TEXTE FOURNI:
++++++++++++++++++++

Entre les exercices financiers 2022-2023 et 2023-2024, les recettes publiques avaient augmenté de 9,1 %. En tant que ministre des Finances, je suivais cette évolution de près avec les officiers du ministère.

Mais depuis novembre 2024, cette croissance des recettes s’est effondrée. Le dernier budget en atteste : à juin 2025, les revenus de l’État n’ont augmenté que de 4,2 %. Ce ralentissement brutal témoigne d’un attentisme coupable. Huit mois d’inaction. Huit longs mois.

🟦 Mais vous avez été ministre pendant les trois premiers mois de l’année financière 2024-2025.

C’est exact. Et sous mon dernier trimestre de mandat – de juillet à septembre 2024 – les recettes de l’État ont augmenté de 25,3 %, selon les chiffres du ministère. C’est dire l’élan que nous avions imprimé.

Quand bien même, ne pensez-vous pas que le premier budget de l’Alliance du Changement démontre une certaine dose de courage et de responsabilité ?

Non. Je pense tout l’inverse.

Planter un couteau dans le dos du peuple de cette manière, c’est abject. Et en plus, c’est économiquement absurde.

Ce budget entraînera une hausse de l’inflation, du chômage et des inégalités. Et je vous le dis : l’économie sera en berne, bien en deçà de l’objectif de 4 à 5 % de croissance.

🟦 Et pourquoi autant de pessimisme, alors que vous avez toujours affiché votre confiance dans l’économie mauricienne ?

Justement. Parce que l’économie, c’est avant tout une question de confiance. Et cette confiance repose sur trois piliers : la clarté, la continuité et les certitudes. Sans cela, c’est le chaos.

En détricotant tout l’héritage pro-croissance du gouvernement MSM, ce gouvernement précipite Maurice dans le chaos. Par chaos, j’entends : austérité, perte du pouvoir d’achat (comme Moody’s l’a signalé cette semaine), ralentissement de la croissance, hausse du chômage et de l’inflation. Un cocktail explosif.

En supprimant la pension à 60 ans, en confisquant les allocations CSG, en abolissant la gratuité de l’éducation de la maternelle à l’université, en surtaxant les PME, en alourdissant les droits de douane sur les véhicules à faibles émissions, en freinant les investissements étrangers, et en reculant en catimini sur la taxation des hauts revenus, ce gouvernement sème le désordre, l’incertitude et la colère.

Il orchestre, de ses propres mains, les conditions de sa déroute économique.

🟦 Mais le nouveau régime évoque justement la crise économique en s’appuyant sur le rapport Moody’s, et vous en rend responsable.

Ah ! Le fameux rapport Moody’s…

Je rappelle qu’en janvier 2025, Moody’s avait maintenu la notation Baa3 de Maurice, soit un Investment Grade. Ce maintien reconnaissait la solidité et la diversification de notre économie post-Covid.

++++++++++++++++++++

LISTE EXTRAITE:

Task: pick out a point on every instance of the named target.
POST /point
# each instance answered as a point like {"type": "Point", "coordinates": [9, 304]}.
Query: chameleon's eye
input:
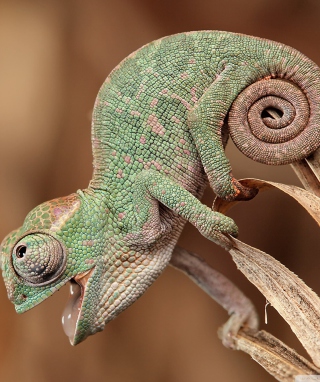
{"type": "Point", "coordinates": [21, 251]}
{"type": "Point", "coordinates": [38, 258]}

++++++++++++++++++++

CONSIGNES À SUIVRE: Prolongez l'entretien sur le budget mauricien à la suite de sa dernière phrase. La liste ci-dessus est un matériau indépendant de l'entretien sur le budget mauricien.

RÉSULTAT OBTENU:
C’est notre bilan. Le bilan du gouvernement Jugnauth. J’en suis fier.

Alors que la plupart des centres financiers africains sont classés «Junk States», Maurice, grâce à une vision claire, a résisté. Notre économie a servi l’humain, même dans la tempête.

Aujourd’hui, c’est au nouveau gouvernement de faire ses preuves. Et il commence par se tirer une balle dans le pied avec ce torchon non signé, sinistrement intitulé State of the Economy.

D’ailleurs, à peine quelques semaines après sa publication, Moody’s changeait déjà sa perspective pour Maurice : de “stable” à «négative». Un vrai avertissement.

Et dans sa note de juin 2025, Moody’s va encore plus loin : il pointe un risque de ralentissement économique et juge les prévisions de croissance du nouveau gouvernement trop optimistes, au vu de sa politique d’austérité.

En d’autres termes : à cause de la combinaison toxique entre State of the Economy et le Budget 2025-2026, Maurice risque bel et bien de perdre sa note Investment Grade… et de basculer dans la catégorie des «Junk States».

🟦 Avec le recul, avez-vous des regrets quant à certaines décisions ou actes manqués durant votre mandat ?

Oui. De ne pas avoir assez insisté sur le malheur qui s’abattrait sur la population si jamais le Parti travailliste et ses acolytes revenaient au pouvoir.

🟦 Une observation pour conclure ?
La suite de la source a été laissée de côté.